WHAT TO WORK ON -
Which lines in the entries below contain the word "soldier"? Return every such line in full.
____________________
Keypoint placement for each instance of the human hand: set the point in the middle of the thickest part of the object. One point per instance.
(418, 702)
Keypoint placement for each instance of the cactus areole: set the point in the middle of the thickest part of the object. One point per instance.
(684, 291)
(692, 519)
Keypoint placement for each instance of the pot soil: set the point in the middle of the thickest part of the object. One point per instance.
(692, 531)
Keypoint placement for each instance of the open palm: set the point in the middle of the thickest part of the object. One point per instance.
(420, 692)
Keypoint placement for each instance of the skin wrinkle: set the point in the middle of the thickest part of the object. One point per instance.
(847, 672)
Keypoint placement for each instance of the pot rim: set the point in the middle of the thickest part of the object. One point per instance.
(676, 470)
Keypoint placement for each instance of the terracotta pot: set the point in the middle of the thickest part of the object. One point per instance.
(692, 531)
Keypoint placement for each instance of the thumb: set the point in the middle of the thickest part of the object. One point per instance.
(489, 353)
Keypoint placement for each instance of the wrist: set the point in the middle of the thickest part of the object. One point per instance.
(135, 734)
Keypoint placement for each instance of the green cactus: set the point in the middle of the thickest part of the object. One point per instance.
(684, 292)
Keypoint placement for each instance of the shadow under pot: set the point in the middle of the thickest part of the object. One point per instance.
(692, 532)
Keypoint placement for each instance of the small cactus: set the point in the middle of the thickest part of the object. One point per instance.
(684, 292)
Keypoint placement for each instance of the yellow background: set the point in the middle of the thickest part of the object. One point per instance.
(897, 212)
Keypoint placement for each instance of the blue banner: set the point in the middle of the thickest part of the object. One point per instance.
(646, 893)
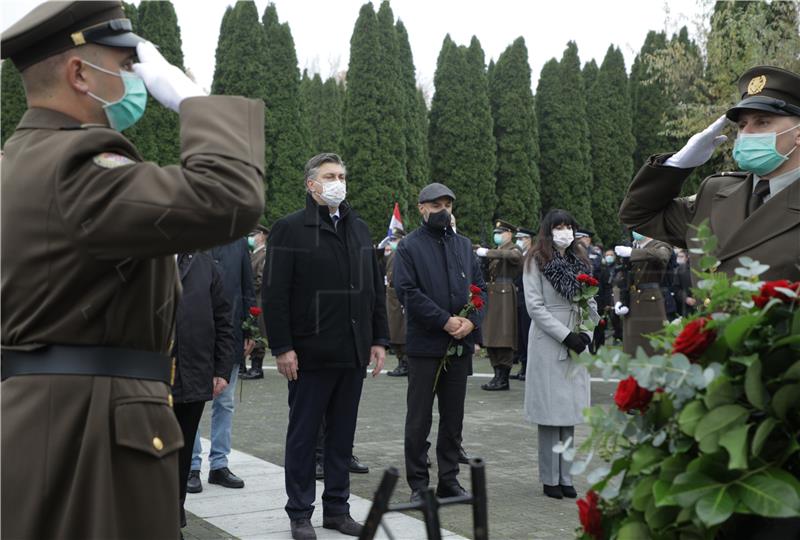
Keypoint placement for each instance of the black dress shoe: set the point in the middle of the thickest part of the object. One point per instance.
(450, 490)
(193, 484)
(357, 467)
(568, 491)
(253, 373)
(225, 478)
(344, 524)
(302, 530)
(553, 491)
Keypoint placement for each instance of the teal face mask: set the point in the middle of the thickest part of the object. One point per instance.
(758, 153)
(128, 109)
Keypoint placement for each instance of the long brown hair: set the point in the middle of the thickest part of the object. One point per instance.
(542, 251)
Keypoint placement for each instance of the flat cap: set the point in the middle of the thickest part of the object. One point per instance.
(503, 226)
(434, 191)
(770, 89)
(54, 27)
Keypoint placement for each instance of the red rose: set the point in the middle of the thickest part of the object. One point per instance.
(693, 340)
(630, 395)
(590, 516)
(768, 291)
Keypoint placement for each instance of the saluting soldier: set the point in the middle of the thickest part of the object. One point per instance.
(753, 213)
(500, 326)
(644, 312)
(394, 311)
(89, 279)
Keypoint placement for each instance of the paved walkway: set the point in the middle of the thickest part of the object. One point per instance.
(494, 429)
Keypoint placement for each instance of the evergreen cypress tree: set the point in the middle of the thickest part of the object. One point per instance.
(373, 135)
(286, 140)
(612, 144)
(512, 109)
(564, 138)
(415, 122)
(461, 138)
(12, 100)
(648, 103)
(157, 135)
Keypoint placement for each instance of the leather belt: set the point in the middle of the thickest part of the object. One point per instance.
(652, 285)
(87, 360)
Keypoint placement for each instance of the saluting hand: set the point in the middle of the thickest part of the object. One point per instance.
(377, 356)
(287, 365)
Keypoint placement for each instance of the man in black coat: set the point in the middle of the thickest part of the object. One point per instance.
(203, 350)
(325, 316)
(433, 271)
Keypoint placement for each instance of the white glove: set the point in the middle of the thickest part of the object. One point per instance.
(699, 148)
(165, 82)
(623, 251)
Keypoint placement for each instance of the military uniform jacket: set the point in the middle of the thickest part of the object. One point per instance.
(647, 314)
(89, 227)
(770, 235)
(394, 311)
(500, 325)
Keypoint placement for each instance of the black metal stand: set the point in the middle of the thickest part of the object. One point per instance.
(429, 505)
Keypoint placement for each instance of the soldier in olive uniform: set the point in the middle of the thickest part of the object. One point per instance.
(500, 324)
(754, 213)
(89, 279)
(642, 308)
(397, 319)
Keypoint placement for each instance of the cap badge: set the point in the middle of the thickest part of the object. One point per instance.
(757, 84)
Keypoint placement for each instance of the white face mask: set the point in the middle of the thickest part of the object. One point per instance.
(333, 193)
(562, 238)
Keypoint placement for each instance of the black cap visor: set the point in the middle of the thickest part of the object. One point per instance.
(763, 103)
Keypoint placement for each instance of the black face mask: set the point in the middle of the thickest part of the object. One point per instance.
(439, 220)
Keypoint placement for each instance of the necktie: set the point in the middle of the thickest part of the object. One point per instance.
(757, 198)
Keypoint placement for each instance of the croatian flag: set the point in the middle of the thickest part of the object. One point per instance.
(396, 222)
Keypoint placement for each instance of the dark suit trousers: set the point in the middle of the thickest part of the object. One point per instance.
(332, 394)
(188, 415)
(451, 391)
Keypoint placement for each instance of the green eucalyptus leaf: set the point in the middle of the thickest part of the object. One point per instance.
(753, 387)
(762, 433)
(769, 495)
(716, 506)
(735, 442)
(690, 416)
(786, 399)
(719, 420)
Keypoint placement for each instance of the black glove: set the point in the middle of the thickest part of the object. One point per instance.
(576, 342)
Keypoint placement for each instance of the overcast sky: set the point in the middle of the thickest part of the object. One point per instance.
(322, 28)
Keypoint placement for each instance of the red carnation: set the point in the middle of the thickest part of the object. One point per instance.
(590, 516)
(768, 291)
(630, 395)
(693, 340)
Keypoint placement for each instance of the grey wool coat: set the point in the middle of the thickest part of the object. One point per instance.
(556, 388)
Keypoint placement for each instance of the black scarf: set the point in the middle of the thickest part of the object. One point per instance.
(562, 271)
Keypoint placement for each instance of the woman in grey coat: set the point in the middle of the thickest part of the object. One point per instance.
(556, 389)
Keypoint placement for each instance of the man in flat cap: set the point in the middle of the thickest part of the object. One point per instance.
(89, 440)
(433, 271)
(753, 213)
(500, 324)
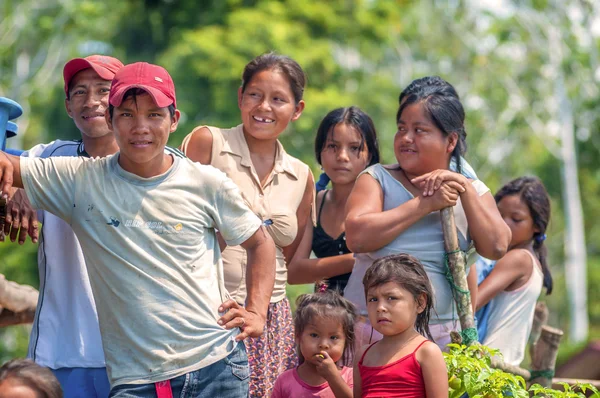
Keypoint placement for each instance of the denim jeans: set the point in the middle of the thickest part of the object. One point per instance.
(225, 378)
____________________
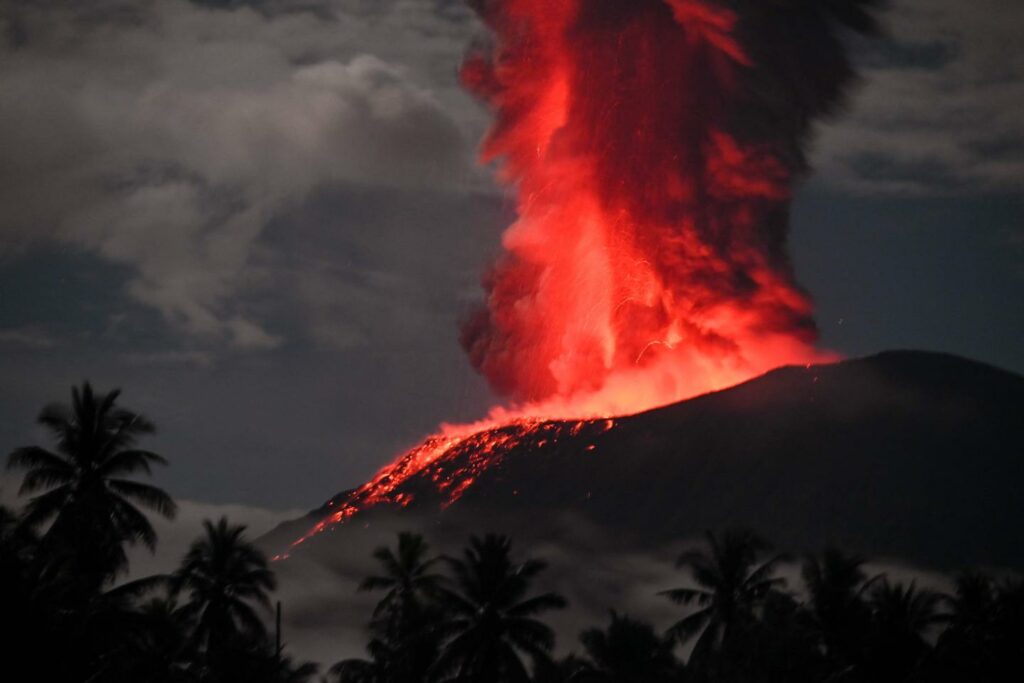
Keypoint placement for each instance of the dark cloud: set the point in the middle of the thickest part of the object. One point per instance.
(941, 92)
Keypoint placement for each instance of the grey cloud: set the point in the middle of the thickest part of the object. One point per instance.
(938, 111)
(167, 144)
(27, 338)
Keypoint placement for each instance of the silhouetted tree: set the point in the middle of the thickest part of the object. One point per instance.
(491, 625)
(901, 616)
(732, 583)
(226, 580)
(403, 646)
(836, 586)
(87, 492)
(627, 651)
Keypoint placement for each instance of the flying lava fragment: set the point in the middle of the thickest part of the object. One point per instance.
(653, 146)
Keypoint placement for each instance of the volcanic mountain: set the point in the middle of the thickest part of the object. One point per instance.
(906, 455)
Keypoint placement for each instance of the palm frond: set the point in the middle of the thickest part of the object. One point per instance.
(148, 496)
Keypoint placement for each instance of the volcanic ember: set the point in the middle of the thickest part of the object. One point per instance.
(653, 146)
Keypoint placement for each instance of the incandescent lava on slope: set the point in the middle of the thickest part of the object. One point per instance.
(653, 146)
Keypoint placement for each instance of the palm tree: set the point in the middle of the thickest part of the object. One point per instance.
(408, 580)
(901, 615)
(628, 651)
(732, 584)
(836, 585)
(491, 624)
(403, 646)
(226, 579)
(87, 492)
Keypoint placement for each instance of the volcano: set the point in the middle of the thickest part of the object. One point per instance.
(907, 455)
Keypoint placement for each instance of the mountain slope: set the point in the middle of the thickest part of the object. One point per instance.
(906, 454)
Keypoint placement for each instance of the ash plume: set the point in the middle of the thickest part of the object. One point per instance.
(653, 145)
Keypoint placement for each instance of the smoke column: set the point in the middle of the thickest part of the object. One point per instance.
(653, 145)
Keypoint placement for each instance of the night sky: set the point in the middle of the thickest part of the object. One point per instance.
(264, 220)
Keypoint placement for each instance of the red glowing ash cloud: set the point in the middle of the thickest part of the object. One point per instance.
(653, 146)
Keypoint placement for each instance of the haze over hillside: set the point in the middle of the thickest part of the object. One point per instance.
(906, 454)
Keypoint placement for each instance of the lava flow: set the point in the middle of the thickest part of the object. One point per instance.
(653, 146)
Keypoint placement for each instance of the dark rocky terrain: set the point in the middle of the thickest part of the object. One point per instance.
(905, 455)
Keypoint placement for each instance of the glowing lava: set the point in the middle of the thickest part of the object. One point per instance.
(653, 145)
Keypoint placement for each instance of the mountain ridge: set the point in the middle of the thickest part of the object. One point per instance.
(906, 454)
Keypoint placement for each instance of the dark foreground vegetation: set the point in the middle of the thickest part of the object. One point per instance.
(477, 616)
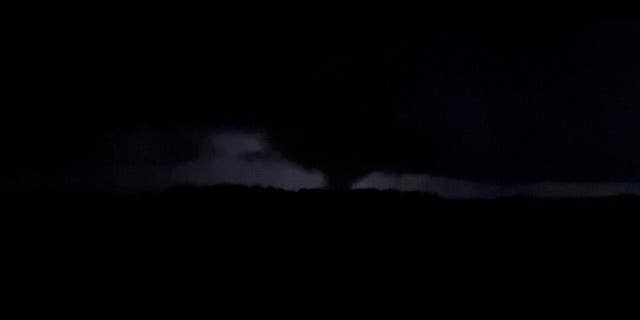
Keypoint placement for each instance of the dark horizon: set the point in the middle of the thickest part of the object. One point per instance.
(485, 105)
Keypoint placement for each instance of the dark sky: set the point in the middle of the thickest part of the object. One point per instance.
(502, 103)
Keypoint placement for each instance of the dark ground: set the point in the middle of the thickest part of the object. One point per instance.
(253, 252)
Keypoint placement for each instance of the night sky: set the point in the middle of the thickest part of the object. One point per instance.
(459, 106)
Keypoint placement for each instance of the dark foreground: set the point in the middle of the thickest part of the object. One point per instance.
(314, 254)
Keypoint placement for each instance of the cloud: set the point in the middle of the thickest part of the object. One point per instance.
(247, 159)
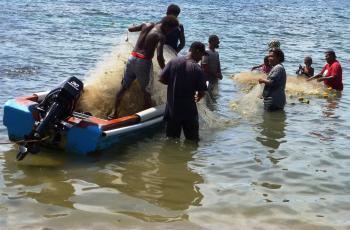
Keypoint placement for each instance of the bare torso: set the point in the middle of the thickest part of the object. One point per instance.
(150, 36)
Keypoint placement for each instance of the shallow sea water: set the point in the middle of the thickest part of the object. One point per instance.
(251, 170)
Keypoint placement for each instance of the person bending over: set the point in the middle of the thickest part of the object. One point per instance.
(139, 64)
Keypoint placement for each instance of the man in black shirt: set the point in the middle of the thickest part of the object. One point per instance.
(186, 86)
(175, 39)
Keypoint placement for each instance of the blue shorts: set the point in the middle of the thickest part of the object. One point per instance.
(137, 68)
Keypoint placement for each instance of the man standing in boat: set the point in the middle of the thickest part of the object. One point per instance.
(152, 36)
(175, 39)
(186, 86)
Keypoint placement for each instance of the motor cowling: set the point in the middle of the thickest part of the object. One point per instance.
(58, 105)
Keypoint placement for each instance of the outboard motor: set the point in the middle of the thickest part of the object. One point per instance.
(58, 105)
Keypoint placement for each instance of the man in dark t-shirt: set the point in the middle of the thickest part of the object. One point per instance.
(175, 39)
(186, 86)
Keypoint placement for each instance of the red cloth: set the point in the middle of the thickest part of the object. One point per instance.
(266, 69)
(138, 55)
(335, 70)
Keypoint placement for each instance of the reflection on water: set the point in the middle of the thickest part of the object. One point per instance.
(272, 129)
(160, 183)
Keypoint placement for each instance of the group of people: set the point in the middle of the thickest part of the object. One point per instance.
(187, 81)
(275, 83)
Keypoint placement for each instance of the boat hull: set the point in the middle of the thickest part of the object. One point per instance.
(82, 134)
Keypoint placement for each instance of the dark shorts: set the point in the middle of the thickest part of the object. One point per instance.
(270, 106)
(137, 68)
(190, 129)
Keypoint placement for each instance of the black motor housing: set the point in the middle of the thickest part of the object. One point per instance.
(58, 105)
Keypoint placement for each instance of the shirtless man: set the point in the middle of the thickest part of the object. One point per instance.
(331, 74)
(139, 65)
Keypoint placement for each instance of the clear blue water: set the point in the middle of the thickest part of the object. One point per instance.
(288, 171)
____________________
SOLUTION -
Keypoint placement for each instance of the saluting soldier: set the point in the middle of the thickest part of the object. One point per instance.
Keypoint placement for each instance of the soldier in olive uniform: set the point in the middle of the thickest part of the object. One point per instance.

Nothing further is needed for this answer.